* _DIRECTIVE 1_:
Check each statement below against the thread on limiting buffer memory in parallel code. For each one, answer yes or no and quote the deciding words from the thread.
(a) The simple Rayon version allocates a new buffer 30 times.
(b) The counter in the map_init test printed 8.
(c) With 30 items and a minimum of 10, .with_min_len first splits the work into 15+15.

-- BEGIN EXTRACT TO READ --

Limiting buffer memory in parallel code

If I have serial code like:

let data: Vec<u32> = generate_data(); // About 30 megabytes of data.
let mut buffer: Vec<u32> = Vec::with_capacity(data.len());
let result = (0 .. 30)
             .map(|i| my_func(&data, i, &mut buffer))
             .max()
             .unwrap();

Where:

fn my_func(data: &[u32], i: usize, &mut Vec<u32>: buffer) -> usize {
    buffer.clear(); // Keeps capacity.
    // ...
}

I've measured a moderate speedup in a simple parallel version like this usign Rayon:

let data: Vec<u32> = generate_data();
let result = (0 .. 30)
             .into_par_iter()
             .map(|i| my_func(&data, i, &mut Vec::with_capacity(data.len()))
             .max()
             .unwrap();

But that generates and allocates a new buffer 30 times (and each buffer is about 30 MB). Do you know a way to write the code to allocate less buffers, like the same as the number of cores (like four or eight)? Hopefully it should be faster (and probably also use less memory) than the naive Rayon version above.

I think map_init will suit you well for your buffer. It's not exactly per-thread/core, rather per-task as rayon splits the work up dynamically, but it should still do better than your naive version.

1 Like

Thank you for your suggestion. Unfortunately I haven't seen any speedup. So I've tried to count how many jobs Rayon creates with code like (this is slightly modified from my code, so it may not be 100% correct. Also, I am rather ignorant about parallelism so far):

use std::sync::Arc;
use std::sync::atomic::{AtomicUsize, Ordering};
let counter = Arc::new(AtomicUsize::new(0));

let data: Vec<u32> = generate_data();
let result = (0 .. 30)
             .into_par_iter()
             .map_init(|| { counter.fetch_add(1, Ordering::SeqCst); data.to_vec() },
                       |mut buf, i| my_func(i, &mut buf))             
             .max()
             .unwrap();
             
println!("{:?}", Arc::try_unwrap(counter)); // prints 30

And it seems to print 30, instead of a more reasonable number as 8. How do I reduce the number of jobs?

Make sure you've measured that allocations are a significant part of your profile, otherwise even perfect optimization of this will do you little good.

Yes, that's a consequence of rayon's adaptive work stealing -- we don't know whether the job will move to a different thread or not when we're splitting, so map_init assumes the worst. Even when two jobs do run on the same thread, they may be nested if one blocked on any rayon call and started executing the other, so we can't give them the same aliased &mut T.

You can set a lower bound using .with_min_len(N), but note that it will still split in halves, so it won't necessarily reach your minimum exactly. For example, if you have 30 items with min 10, it will first split to 15+15, and then it can't go further because that would make them less than 10.

Make sure you've measured that allocations are a significant part of your profile, otherwise even perfect optimization of this will do you little good.

It seems memory allocations take a sufficient percentage of the run-time in both the serial and parallel versions. That's why I used that buffer optimization in the serial version too.

.with_min_len(N) reduces the number of jobs. With num_threads() to ignore part of the virtual cores, the code is now faster than the naive parallel version. I think this is enough. Thank you :slight_smile:

1 Like

Actually, I am surprised that it's splitting entirely to single items -- I expect some sharing here. On my 16-thread system, I have to crank it up to around 200 items before I get even minimal sharing. I will definitely look into this...

1 Like

-- END EXTRACT TO READ --
-- BEGIN GIVEN RECORDS --

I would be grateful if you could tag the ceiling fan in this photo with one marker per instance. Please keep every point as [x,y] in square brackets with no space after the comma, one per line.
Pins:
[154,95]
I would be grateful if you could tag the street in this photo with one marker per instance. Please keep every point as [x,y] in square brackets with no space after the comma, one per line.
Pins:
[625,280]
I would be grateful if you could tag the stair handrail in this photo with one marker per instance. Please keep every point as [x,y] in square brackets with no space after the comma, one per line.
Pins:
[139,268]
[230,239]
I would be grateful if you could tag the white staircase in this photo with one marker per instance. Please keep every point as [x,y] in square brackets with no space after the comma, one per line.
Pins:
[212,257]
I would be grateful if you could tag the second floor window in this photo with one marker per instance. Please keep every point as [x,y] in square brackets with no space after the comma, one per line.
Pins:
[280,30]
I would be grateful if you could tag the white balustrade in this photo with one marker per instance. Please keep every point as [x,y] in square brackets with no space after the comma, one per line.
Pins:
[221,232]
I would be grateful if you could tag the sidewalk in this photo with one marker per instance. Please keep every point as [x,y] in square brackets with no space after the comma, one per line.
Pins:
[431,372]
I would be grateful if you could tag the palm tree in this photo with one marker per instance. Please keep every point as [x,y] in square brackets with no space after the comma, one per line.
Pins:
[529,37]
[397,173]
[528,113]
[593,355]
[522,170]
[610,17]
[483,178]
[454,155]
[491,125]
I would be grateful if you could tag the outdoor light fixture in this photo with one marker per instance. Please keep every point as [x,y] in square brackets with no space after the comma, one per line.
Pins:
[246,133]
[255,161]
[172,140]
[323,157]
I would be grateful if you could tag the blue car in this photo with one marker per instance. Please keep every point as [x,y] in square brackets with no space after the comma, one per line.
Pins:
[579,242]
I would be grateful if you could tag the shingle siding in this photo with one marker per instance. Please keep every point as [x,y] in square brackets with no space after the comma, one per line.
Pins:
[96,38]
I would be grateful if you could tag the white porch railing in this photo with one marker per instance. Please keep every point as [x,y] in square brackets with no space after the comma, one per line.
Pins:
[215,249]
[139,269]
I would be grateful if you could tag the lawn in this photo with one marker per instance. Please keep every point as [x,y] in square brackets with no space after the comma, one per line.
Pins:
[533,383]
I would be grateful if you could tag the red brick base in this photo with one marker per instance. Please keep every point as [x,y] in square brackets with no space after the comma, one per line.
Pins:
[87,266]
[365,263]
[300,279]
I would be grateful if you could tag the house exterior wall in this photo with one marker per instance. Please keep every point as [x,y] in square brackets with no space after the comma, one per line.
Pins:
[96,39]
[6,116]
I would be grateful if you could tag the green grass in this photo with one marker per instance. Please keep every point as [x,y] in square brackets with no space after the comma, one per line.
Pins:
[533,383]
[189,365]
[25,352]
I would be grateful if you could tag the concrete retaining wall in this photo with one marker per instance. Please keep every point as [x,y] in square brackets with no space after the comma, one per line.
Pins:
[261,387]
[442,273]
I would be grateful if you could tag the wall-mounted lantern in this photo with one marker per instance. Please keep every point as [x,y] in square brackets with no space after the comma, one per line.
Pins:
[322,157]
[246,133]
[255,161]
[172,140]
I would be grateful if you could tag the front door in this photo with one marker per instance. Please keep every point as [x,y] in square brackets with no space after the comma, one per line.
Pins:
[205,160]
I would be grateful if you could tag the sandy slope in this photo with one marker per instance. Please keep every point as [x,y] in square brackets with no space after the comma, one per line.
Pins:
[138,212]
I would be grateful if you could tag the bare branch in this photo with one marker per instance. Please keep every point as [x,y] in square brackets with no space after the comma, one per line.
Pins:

-- END GIVEN RECORDS --

* _DIRECTIVE 2_: Please repeat the records word for word, starting with the line that contains "I would be grateful if you could tag the front" and going on through the end of the records.

* _ANSWER 1_:
(a) Yes: "But that generates and allocates a new buffer 30 times"
(b) No: "And it seems to print 30, instead of a more reasonable number as 8."
(c) Yes: "if you have 30 items with min 10, it will first split to 15+15"

* _ANSWER 2_:
I would be grateful if you could tag the front door in this photo with one marker per instance. Please keep every point as [x,y] in square brackets with no space after the comma, one per line.
Pins:
[205,160]
I would be grateful if you could tag the sandy slope in this photo with one marker per instance. Please keep every point as [x,y] in square brackets with no space after the comma, one per line.
Pins:
[138,212]
I would be grateful if you could tag the bare branch in this photo with one marker per instance. Please keep every point as [x,y] in square brackets with no space after the comma, one per line.
Pins:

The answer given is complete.